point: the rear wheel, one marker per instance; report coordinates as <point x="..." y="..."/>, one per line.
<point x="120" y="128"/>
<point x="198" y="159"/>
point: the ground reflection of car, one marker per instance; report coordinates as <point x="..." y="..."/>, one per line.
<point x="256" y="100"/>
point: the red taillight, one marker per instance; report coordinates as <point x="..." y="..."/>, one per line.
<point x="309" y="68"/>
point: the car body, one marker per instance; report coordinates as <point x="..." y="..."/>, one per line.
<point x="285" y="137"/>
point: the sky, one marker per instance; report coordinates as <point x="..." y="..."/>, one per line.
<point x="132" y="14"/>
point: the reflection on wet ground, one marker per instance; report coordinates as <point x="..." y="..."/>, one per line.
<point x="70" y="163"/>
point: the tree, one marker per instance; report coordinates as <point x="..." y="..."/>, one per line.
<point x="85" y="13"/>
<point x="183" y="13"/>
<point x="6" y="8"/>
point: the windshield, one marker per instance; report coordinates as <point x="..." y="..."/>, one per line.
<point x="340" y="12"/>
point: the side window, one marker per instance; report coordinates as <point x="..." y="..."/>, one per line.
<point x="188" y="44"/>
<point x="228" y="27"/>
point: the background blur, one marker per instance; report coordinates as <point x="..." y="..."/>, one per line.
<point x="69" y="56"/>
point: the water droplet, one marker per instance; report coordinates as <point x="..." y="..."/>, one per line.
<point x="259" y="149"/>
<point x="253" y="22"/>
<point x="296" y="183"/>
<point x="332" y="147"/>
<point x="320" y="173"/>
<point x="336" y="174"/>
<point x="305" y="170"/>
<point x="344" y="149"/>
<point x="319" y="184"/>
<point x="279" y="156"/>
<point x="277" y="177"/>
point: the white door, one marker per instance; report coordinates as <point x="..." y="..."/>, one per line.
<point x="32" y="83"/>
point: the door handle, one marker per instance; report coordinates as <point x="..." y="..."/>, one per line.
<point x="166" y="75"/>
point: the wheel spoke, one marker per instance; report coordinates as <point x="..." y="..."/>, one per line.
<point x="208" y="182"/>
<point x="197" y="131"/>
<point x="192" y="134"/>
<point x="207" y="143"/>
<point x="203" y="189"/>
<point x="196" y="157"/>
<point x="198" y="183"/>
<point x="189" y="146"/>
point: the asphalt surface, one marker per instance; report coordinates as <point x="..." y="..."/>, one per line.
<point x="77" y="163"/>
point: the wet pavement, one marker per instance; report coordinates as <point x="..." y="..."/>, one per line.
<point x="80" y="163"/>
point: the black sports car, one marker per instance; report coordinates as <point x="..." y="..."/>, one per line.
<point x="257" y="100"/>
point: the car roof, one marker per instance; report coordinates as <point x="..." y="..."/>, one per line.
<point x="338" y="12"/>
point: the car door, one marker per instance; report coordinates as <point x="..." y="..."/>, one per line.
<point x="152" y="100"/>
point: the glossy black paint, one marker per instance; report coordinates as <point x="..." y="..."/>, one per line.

WHAT NEEDS TO BE DONE -> Everything from the line with "point: the wet" to the end of the listing above needs to be duplicated exactly, both end lines included, with nothing more.

PROBLEM SOLUTION ->
point: the wet pavement, one marker per instance; report coordinates as <point x="..." y="..."/>, one per line.
<point x="80" y="163"/>
point: the black sports car, one marker per instance; report coordinates as <point x="..." y="..."/>, one per line.
<point x="257" y="100"/>
point: the car roof, one marker per instance; report coordinates as <point x="..." y="..."/>, one per line.
<point x="338" y="12"/>
point: the car door, one marker per instance; report coordinates as <point x="..." y="..."/>, one per line.
<point x="152" y="100"/>
point: the glossy black paint, one marker per instance; report coordinates as <point x="..." y="..."/>, one per line.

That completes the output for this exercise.